** begin Input data **

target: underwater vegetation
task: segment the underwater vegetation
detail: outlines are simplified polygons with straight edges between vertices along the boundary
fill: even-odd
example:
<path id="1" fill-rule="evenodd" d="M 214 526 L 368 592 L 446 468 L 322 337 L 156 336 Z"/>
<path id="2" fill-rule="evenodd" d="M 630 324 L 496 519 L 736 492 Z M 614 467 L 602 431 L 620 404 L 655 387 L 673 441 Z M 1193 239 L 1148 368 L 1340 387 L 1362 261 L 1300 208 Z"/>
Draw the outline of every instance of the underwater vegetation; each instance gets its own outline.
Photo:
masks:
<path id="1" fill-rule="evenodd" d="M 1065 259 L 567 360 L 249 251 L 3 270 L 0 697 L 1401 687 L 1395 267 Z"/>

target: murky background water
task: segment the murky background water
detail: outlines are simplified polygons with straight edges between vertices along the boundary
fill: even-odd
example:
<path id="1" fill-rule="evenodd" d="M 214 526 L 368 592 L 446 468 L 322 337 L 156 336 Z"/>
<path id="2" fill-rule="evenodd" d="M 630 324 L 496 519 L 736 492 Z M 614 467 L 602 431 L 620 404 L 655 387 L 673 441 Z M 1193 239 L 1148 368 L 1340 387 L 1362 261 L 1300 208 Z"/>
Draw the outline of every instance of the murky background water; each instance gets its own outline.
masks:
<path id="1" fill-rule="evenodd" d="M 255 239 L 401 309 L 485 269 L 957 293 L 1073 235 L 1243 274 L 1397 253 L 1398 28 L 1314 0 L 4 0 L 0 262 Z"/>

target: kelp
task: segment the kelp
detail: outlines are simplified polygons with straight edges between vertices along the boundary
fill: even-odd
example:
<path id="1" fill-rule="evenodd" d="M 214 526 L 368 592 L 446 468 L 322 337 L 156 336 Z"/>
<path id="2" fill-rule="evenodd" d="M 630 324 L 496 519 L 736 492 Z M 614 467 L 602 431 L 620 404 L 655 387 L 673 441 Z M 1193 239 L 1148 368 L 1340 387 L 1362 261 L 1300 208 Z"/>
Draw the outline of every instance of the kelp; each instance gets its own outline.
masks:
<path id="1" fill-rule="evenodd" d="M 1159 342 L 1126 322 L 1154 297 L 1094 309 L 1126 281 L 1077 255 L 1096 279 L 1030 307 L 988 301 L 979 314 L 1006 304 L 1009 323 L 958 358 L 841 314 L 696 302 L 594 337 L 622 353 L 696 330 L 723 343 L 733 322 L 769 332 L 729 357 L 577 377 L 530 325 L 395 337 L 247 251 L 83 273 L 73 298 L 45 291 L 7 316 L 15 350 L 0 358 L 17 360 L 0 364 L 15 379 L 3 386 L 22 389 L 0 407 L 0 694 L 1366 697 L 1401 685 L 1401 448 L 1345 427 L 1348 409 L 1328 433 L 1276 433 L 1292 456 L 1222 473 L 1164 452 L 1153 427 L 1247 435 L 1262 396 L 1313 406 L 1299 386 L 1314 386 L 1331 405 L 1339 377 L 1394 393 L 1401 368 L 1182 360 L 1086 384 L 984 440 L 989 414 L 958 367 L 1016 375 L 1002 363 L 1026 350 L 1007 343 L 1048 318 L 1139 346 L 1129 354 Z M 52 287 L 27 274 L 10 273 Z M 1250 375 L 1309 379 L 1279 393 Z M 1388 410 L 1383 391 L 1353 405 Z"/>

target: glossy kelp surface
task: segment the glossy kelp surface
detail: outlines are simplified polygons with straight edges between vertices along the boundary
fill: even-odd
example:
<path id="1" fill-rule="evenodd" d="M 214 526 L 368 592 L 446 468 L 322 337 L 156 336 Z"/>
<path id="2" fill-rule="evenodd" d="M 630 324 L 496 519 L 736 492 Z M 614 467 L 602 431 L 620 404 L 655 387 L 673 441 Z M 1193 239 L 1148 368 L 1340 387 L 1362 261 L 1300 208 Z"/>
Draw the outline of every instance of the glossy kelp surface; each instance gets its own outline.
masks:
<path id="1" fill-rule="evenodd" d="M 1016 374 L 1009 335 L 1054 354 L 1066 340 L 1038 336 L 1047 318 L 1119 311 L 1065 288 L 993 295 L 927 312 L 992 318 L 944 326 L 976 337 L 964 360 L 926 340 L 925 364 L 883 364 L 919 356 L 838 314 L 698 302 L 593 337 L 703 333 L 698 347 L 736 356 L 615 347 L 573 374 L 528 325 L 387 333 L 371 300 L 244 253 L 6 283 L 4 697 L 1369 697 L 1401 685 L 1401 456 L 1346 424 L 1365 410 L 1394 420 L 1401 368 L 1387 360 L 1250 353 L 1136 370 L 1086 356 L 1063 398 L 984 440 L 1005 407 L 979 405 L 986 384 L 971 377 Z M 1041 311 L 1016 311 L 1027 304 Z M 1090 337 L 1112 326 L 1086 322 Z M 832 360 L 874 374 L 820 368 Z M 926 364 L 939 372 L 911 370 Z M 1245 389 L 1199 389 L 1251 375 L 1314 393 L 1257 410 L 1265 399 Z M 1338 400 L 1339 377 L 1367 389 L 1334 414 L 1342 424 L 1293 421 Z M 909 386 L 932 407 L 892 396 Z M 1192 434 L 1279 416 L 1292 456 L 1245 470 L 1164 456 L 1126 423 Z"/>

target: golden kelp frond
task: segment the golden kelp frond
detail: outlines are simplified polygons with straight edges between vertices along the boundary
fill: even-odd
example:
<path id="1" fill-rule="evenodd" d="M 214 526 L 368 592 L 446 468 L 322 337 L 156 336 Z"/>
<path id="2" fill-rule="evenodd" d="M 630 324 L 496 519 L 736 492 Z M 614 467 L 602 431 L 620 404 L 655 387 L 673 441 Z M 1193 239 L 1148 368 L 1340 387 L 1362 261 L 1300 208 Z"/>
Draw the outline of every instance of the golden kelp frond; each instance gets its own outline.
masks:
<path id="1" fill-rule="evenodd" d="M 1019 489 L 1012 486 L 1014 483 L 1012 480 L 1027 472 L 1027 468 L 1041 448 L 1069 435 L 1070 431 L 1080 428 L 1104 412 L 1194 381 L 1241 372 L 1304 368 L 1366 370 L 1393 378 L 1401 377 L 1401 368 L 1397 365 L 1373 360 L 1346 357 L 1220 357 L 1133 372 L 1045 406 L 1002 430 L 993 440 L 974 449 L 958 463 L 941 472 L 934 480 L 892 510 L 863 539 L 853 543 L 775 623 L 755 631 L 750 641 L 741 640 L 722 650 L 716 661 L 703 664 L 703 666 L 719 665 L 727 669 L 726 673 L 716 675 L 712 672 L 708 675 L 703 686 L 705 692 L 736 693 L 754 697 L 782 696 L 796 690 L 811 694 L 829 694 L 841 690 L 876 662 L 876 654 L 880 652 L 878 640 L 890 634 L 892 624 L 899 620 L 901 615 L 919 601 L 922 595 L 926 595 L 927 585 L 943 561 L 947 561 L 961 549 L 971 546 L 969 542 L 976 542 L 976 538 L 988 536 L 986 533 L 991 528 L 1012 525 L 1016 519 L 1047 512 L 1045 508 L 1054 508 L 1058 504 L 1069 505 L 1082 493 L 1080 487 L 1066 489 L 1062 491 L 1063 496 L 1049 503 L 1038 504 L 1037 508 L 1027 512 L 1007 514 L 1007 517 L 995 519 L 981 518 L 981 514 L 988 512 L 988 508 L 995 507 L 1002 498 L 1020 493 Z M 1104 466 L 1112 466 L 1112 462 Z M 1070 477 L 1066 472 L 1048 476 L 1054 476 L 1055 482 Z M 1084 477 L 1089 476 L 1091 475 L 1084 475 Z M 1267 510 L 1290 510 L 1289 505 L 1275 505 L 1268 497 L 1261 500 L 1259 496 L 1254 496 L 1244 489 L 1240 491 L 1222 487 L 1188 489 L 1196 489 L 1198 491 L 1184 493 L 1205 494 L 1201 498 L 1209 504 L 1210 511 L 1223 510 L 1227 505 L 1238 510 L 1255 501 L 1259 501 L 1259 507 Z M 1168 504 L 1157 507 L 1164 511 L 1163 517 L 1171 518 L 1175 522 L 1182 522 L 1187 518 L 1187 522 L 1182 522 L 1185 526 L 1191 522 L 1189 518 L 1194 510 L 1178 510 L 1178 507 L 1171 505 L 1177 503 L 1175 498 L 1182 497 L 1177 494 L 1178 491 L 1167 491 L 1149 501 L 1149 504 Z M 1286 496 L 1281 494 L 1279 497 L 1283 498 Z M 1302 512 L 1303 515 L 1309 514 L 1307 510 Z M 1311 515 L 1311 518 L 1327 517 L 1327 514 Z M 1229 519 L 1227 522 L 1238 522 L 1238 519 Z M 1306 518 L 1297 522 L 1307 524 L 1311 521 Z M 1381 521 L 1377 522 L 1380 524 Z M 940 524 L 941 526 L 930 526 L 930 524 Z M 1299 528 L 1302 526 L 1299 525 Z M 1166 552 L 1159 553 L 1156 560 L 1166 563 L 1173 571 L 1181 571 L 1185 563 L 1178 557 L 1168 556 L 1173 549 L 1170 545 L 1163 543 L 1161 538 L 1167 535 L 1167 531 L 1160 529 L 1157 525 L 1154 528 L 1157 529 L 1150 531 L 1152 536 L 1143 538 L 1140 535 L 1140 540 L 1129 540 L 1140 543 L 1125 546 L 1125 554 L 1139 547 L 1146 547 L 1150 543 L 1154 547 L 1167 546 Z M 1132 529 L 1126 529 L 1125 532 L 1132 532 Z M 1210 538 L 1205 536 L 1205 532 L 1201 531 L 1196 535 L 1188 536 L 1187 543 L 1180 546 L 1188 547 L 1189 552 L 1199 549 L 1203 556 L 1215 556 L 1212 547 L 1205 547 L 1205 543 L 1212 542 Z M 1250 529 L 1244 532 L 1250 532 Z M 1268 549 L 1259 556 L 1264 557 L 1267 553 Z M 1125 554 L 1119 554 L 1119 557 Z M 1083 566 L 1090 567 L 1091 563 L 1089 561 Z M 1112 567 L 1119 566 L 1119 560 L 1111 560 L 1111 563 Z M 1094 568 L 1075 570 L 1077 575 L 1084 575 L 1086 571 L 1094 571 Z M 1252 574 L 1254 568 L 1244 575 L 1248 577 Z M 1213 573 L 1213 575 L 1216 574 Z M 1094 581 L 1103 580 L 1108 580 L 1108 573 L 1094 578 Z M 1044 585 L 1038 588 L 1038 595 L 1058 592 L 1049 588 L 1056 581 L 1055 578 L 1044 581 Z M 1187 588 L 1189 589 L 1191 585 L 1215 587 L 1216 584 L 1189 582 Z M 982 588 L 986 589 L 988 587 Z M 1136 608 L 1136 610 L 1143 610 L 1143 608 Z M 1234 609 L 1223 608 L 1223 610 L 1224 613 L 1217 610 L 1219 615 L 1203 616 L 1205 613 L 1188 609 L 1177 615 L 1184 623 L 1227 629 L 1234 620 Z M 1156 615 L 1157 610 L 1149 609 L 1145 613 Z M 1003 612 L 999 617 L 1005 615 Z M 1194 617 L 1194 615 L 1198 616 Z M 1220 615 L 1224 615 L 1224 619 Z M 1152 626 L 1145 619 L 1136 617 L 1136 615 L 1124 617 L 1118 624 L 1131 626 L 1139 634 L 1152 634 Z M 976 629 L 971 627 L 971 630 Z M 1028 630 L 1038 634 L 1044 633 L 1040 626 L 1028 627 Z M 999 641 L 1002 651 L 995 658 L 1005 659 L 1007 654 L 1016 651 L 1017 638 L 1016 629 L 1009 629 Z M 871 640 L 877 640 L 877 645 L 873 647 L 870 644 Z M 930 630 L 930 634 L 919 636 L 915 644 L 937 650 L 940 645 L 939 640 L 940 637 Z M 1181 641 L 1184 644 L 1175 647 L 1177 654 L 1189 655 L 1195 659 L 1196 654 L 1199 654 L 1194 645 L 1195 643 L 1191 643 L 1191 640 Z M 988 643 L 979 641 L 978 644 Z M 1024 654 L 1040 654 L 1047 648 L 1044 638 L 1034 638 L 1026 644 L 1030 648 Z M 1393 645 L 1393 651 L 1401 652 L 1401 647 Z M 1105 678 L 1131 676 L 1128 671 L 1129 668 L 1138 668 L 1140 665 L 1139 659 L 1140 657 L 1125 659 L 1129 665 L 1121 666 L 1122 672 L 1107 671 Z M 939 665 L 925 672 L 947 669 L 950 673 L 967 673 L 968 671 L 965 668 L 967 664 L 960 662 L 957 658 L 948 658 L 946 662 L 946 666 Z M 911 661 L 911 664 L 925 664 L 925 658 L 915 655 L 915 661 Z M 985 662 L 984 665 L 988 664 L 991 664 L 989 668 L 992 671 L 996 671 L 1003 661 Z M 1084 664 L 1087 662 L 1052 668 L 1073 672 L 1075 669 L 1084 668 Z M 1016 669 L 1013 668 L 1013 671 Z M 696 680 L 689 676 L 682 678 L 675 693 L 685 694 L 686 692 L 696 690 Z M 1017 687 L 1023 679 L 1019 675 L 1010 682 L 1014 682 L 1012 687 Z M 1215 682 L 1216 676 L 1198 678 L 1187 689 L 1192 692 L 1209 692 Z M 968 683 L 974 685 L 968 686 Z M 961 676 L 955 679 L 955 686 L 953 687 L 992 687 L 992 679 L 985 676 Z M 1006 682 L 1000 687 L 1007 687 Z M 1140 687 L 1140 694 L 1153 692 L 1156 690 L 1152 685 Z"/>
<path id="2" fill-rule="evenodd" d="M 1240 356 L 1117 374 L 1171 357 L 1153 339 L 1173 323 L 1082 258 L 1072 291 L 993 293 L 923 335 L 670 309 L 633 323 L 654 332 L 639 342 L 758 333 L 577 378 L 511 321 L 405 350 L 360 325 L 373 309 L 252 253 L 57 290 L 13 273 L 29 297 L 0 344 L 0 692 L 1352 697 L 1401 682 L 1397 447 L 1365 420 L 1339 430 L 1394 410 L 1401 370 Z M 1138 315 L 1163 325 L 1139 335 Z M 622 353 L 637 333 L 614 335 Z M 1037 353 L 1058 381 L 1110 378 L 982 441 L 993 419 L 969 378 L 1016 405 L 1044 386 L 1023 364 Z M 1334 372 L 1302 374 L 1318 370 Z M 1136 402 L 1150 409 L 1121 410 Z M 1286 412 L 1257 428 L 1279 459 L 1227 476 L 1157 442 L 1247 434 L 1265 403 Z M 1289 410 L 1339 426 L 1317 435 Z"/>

** end Input data **

• [The exercise]
Render the records as a Markdown table with columns Row and Line, numbering each row and omitting blank lines. Begin at the line that contains "target: kelp" and stop after the line that contains "1159 342 L 1126", both included.

• [Solved exercise]
| Row | Line |
|---|---|
| 1 | target: kelp |
| 2 | task: segment the kelp |
| 3 | detail: outlines are simplified polygons with straight edges between vertices along the boundary |
| 4 | fill: even-odd |
| 5 | example: |
| 6 | <path id="1" fill-rule="evenodd" d="M 214 526 L 368 592 L 446 468 L 322 337 L 156 336 Z"/> |
| 7 | <path id="2" fill-rule="evenodd" d="M 630 324 L 496 519 L 736 492 Z M 614 467 L 602 431 L 620 404 L 655 387 L 673 441 Z M 1193 239 L 1148 368 L 1340 387 L 1362 261 L 1300 208 Z"/> |
| 8 | Draw the outline of every instance of the kelp; each instance gets its own outline. |
| 9 | masks: |
| 10 | <path id="1" fill-rule="evenodd" d="M 1159 342 L 1126 322 L 1154 297 L 1094 309 L 1126 281 L 1077 255 L 1096 279 L 1030 307 L 988 301 L 979 314 L 1006 304 L 1009 323 L 958 358 L 841 314 L 696 302 L 594 337 L 622 353 L 696 330 L 723 343 L 733 322 L 769 332 L 729 357 L 577 377 L 530 325 L 395 337 L 247 251 L 83 273 L 73 298 L 45 291 L 7 316 L 15 350 L 0 358 L 17 360 L 0 364 L 15 379 L 3 386 L 22 389 L 0 407 L 0 694 L 1366 697 L 1401 685 L 1401 448 L 1345 427 L 1348 409 L 1328 433 L 1276 433 L 1292 456 L 1222 473 L 1164 452 L 1153 427 L 1247 435 L 1262 396 L 1313 406 L 1299 386 L 1314 386 L 1331 405 L 1339 377 L 1394 393 L 1401 368 L 1182 360 L 1086 384 L 984 440 L 989 414 L 958 367 L 1016 375 L 1002 363 L 1026 350 L 1007 343 L 1048 318 L 1139 346 L 1129 354 Z M 52 287 L 27 274 L 10 273 Z M 1250 375 L 1309 379 L 1279 393 Z M 1388 410 L 1383 391 L 1353 405 Z"/> |